-- begin Extract --
So I went to Radio Shack and bought a pocket microcsope.  Couldn't wait a week for my e-bay purchace.  Tops are cloudy with about 10% amber.  Bottoms of the plant are cloudy with little to no sign of amber.  I'm thinking next weekend?


----------



## 7greeneyes (Oct 4, 2013)

I'd take as soon as possible rather then a possibilty of weather or mold or whatever mucking up your harvest before you pull them.

*MOJO*


----------



## BeerBong (Oct 4, 2013)

Away at a wedding tomorrow, but I guess they will come down Sunday. Dissapionted in bud size but trichs seem to be right on point.  Oh well..I'll post a thread with my results.


----------



## Red eyed gardener (Oct 5, 2013)

My guess is,with no red hairs yet you should at least have 3 weeks.But could i be wrong about a mature plant having no red hairs?I mean im no grow pro but in my experience you should have about 3 weeks after you see the first red hair before harvest


----------



## BeerBong (Oct 5, 2013)
-- end Extract --
-- begin Supplied information --
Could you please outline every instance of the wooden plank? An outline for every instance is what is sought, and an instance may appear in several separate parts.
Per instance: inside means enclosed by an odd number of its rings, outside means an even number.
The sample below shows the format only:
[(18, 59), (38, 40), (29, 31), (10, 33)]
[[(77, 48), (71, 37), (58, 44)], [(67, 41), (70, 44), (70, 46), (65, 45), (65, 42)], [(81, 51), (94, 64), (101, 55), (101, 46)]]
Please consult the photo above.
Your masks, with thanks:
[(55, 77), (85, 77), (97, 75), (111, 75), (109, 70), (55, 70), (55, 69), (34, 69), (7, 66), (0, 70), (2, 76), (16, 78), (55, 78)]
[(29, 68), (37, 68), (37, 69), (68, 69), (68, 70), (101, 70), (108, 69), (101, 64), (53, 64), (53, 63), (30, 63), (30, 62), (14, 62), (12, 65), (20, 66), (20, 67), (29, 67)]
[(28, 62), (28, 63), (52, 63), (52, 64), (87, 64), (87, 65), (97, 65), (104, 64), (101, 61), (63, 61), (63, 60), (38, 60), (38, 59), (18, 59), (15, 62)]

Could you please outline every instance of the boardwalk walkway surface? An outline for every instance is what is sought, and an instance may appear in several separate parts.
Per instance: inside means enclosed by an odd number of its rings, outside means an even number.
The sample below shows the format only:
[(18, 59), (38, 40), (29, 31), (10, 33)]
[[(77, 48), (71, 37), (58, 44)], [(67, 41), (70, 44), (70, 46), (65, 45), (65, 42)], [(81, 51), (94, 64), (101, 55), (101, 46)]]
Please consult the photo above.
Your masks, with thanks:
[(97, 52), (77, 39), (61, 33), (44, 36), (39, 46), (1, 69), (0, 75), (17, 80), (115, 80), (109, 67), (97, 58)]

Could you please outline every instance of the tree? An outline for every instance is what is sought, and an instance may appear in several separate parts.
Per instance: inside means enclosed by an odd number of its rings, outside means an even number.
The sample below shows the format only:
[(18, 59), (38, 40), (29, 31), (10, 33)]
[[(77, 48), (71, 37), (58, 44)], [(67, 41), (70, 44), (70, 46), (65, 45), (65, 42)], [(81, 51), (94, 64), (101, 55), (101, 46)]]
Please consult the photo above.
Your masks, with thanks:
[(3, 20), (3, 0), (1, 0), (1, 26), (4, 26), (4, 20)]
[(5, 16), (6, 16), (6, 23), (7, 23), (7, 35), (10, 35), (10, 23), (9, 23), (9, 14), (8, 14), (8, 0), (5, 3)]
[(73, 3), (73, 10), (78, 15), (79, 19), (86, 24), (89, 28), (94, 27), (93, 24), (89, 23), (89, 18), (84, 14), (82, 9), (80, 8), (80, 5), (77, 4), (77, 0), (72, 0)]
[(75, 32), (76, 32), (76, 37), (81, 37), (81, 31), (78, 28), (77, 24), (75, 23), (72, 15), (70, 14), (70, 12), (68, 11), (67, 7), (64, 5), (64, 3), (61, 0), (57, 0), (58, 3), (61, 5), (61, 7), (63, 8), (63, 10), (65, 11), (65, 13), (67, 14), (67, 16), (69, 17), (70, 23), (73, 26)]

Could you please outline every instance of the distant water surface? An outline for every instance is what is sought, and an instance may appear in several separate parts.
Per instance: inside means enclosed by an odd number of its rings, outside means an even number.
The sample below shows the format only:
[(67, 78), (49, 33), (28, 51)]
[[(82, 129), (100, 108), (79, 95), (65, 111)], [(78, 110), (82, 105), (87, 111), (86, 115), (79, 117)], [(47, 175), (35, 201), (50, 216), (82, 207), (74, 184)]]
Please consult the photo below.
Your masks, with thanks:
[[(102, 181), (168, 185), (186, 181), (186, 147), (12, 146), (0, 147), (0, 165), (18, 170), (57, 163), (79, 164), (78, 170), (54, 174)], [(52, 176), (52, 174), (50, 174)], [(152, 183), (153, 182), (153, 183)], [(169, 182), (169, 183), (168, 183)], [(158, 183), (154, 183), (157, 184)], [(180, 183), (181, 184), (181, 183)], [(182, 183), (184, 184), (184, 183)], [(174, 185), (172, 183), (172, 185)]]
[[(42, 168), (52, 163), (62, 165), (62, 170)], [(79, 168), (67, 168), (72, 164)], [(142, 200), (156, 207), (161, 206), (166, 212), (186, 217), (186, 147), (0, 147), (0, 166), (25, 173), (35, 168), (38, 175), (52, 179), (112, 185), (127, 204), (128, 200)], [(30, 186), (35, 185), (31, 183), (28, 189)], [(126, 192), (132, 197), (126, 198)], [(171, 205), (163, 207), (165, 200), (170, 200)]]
-- end Supplied information --
== Given instruction ==
Repeat the harvest-timing thread starting at "## BeerBong (Oct 4, 2013)" and ending at "with my results.", substituting "Monday" for "Sunday".

== Worked solution ==
## BeerBong (Oct 4, 2013)

Away at a wedding tomorrow, but I guess they will come down Monday. Dissapionted in bud size but trichs seem to be right on point.  Oh well..I'll post a thread with my results.